- Document
========================
La forêt et la tourbière

Article paru en juillet 2022
Mis en ligne en juillet 2022

Sur les hauteurs du massif du Tanargue, là où l’esprit de Taramis veille depuis des temps immémoriaux, la forêt se fait belle et profonde. Sous les grands arbres, de feuillus en résineux, le tapis de myrtilles s’étale mollement tandis que les fougères ondulent leur vert tendre au gré du souffle d’un vent léger…

Dans la pente sous le sommet du Grand Tanargue, dans une trouée de nature, une tourbière de pente joue le rôle d’une éponge géante. Ce milieu est fragile et pour le découvrir sans l’impacter, un sentier sur ponton semble flotter au-dessus de la zone humide. Quant aux pelouses d’altitude et aux chaos rocheux, ils ne sont jamais bien loin.

Eponge géante
Depuis la petite station familiale de la Croix de Bauzon, avec pour fil conducteur la vieille forêt de l’ancienne abbaye des Chambons, le chemin mène tout d’abord vers la tourbière des Mayes. à mi-pente, l’eau de ruissellement, l’eau du ciel est retenue par le tapis de sphaignes de la tourbière. En suivant scrupuleusement le ponton passant au-dessus de la zone humide, quelques panneaux d’information livrent les secrets de ce milieu fragile et unique.
========================
- Extrait des données

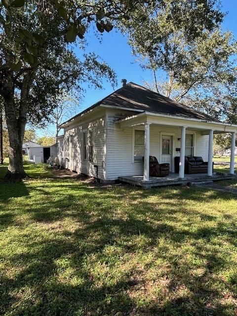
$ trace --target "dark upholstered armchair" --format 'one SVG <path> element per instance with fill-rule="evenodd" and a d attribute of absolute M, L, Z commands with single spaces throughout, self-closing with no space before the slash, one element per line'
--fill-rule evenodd
<path fill-rule="evenodd" d="M 151 177 L 164 177 L 169 174 L 169 163 L 159 163 L 154 156 L 149 156 L 149 165 Z"/>
<path fill-rule="evenodd" d="M 179 157 L 174 158 L 175 172 L 178 173 L 179 170 Z M 207 172 L 208 162 L 203 161 L 202 157 L 185 156 L 185 172 L 187 174 L 194 173 L 206 173 Z M 214 162 L 212 163 L 212 171 Z"/>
========================
- Énoncé
Reprenez le texte sur la forêt et la tourbière depuis « Article paru en » jusqu’à « jamais bien loin. » inclus, en substituant « caillebotis » à « ponton ». Le matériel fourni n’intervient en rien ici.

- Corrigé
Article paru en juillet 2022
Mis en ligne en juillet 2022

Sur les hauteurs du massif du Tanargue, là où l’esprit de Taramis veille depuis des temps immémoriaux, la forêt se fait belle et profonde. Sous les grands arbres, de feuillus en résineux, le tapis de myrtilles s’étale mollement tandis que les fougères ondulent leur vert tendre au gré du souffle d’un vent léger…

Dans la pente sous le sommet du Grand Tanargue, dans une trouée de nature, une tourbière de pente joue le rôle d’une éponge géante. Ce milieu est fragile et pour le découvrir sans l’impacter, un sentier sur caillebotis semble flotter au-dessus de la zone humide. Quant aux pelouses d’altitude et aux chaos rocheux, ils ne sont jamais bien loin.